Supplied passage »
start
Nothing beats standing on top of a peak and taking in a panoramic view of the world below. Don’t let winter’s icy embrace limit your outdoor adventures – here are the top three peaks worthy of your boot prints this winter. By Derek Morrison
Ben Lomond, Queenstown
The peak of Ben Lomond in Queenstown is a popular alpine day walk complete with a few sections to get your heart pumping. In winter it is a real trophy, requiring a modicum of alpine skills, to reach the 1748m summit.
The track begins at 320m above sea level in the native beech forest of One Mile Creek or through the Douglas fir forest cloaking the Skyline Access Road. If you’re feeling a little less energetic you can take the Skyline Gondola ($25) and start the walk at 800m.
At 800m you emerge from the bushline and the well signposted track climbs gently through alpine tussock land around the eastern wall of the bowl to the saddle. From the saddle the scramble to the summit is steep with cairns guiding the way.
From the summit the vista is truly magnificent with clear days affording a view of Mt Earnslaw, Mt Aspiring and the numerous peaks hovering above Lake Wakatipu. It will be easy to forget that you are less than 5km from the centre of Queenstown.
Wilding pines are slowly invading this landscape – if you see a seedling, pull it out.
Access One Mile Creek Track on the Queenstown-Glenorchy Road.
Time 6-7hr – less if you take the gondola.
end
Tasks to perform »
1. According to the winter peaks article, how high is the summit of Ben Lomond?
2. In the winter peaks article, rewrite the passage from "The track begins" up to and including "guiding the way.", changing "tussock land" to "grassland".
3. Carry on the winter peaks article after its final line.

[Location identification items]
start
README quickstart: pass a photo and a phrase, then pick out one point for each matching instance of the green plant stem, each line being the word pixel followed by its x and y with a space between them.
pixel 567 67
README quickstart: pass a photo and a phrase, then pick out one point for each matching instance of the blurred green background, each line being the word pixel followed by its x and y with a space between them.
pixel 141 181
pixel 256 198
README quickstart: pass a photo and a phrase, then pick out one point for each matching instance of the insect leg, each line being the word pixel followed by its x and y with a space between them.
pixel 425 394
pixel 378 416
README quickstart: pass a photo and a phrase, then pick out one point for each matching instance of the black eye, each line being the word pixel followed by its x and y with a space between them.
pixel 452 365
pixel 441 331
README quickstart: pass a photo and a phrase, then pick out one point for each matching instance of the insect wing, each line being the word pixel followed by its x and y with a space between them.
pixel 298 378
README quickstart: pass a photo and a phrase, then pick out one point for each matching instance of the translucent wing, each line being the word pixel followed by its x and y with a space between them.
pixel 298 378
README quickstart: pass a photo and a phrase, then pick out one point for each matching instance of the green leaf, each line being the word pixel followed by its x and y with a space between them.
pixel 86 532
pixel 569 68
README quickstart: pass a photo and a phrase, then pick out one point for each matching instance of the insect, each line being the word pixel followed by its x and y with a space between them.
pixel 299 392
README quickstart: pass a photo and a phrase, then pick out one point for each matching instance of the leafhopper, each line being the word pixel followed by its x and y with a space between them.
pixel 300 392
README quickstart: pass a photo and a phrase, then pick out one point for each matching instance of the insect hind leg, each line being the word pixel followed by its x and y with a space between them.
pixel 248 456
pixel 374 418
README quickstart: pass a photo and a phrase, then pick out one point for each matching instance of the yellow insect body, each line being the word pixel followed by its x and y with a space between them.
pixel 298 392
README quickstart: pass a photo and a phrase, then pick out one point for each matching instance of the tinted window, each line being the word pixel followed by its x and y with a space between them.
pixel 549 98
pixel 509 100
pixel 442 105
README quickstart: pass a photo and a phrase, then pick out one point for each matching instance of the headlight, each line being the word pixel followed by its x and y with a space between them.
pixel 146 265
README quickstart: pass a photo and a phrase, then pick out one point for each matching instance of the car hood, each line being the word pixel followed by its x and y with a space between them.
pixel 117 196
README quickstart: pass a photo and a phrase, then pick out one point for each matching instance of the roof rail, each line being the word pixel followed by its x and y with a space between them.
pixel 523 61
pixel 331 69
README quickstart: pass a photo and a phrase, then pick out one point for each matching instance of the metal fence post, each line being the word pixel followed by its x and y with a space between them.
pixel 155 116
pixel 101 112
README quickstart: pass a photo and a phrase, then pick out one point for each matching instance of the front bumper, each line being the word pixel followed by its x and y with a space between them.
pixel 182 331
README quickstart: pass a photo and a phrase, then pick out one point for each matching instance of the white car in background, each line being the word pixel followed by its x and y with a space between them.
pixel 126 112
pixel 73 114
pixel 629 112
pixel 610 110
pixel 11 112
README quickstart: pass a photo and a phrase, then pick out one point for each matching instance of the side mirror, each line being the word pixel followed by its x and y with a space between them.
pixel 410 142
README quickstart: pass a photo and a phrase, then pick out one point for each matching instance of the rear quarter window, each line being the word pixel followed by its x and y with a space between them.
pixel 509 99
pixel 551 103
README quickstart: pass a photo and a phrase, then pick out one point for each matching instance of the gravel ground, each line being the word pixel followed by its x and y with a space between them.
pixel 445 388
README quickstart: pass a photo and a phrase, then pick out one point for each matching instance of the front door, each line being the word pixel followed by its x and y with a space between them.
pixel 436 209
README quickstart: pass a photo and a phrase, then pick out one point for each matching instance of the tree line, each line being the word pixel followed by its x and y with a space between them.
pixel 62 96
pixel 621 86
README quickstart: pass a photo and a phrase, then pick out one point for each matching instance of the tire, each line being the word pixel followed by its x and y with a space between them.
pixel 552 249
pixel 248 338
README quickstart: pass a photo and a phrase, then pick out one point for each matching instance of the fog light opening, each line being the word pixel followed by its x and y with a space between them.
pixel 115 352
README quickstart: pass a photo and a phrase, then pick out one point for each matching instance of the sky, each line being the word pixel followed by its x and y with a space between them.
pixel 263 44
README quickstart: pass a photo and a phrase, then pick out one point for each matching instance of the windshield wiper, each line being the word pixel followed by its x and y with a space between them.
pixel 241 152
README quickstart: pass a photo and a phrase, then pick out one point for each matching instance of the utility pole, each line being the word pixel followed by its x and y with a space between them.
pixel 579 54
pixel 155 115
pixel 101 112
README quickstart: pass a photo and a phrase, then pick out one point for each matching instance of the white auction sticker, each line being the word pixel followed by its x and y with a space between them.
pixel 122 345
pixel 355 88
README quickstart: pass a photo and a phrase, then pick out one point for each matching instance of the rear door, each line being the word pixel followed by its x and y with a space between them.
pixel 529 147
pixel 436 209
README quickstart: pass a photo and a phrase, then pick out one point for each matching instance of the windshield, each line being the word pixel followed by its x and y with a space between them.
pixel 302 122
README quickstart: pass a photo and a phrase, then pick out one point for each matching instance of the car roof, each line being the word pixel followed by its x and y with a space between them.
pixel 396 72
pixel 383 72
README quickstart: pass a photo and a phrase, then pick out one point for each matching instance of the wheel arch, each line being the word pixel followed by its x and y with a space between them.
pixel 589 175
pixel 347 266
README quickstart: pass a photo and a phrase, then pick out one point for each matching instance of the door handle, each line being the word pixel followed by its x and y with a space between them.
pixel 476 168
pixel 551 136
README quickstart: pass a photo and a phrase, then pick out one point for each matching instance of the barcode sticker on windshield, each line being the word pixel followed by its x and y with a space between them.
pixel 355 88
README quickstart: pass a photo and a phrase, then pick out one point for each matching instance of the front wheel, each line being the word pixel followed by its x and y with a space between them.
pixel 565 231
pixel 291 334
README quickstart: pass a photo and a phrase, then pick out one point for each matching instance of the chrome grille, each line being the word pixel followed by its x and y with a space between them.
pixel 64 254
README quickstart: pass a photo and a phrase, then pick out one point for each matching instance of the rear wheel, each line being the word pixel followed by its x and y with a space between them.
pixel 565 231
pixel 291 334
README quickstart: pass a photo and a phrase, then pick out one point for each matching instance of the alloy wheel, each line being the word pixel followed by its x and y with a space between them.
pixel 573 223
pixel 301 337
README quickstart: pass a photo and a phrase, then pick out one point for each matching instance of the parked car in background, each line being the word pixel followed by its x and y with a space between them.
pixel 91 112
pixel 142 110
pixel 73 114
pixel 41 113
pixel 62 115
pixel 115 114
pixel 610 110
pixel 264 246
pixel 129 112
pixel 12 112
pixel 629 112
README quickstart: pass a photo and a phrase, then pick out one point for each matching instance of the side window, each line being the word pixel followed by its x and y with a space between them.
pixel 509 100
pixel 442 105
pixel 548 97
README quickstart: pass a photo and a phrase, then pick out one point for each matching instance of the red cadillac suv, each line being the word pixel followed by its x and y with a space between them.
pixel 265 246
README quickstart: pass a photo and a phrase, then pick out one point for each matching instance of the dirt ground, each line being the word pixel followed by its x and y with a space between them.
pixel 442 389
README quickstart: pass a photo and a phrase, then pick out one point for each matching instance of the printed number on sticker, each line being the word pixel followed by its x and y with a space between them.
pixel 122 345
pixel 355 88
end
Expected results »
1. 1748m

2.
The track begins at 320m above sea level in the native beech forest of One Mile Creek or through the Douglas fir forest cloaking the Skyline Access Road. If you’re feeling a little less energetic you can take the Skyline Gondola ($25) and start the walk at 800m.
At 800m you emerge from the bushline and the well signposted track climbs gently through alpine grassland around the eastern wall of the bowl to the saddle. From the saddle the scramble to the summit is steep with cairns guiding the way.

3.
Map CC11 Queenstown
Mt Tongariro, Tongariro National Park
Climbing a live volcano in winter is always an exhilarating experience and there is none better than Mt Tongariro in the Central North Island. At 1967m it is not the tallest in the feisty trio that includes Nguaruhoe (2287m) and Ruapehu (2672m), but it is one of the more accessible.
The summit of Tongariro is usually bagged as a side trip to the 20km Tongariro Alpine Crossing – one of New Zealand’s most popular summer tramping routes. In winter you’re going to need to carry crampons or showshoes and DOC even recommends an ice axe, though walking poles will often suffice.
You’ll want a stable weather window to complete the trip and be sure to check the avalanche conditions at www.avalanche.net.nz or phone the Whakapapa DOC office (07 892 3729) before you go. The easy access to Tongariro belies this mountain’s true alpine nature, so be prudent not to become one of the park’s atrocious statistics.
The crossing will take a fit person between 5-7hr in good winter conditions. Allow an extra two hours to bag Tongariro. Alternatively, the peak can be accessed from either track end as an out-and-back trip.
Mangatepopo Hut (20-bunk) and Ketetahi Hut (26-bunk) are located on each end of the TAC and can be utilised to make the summit trip a little easier in the limited daylight hours of winter.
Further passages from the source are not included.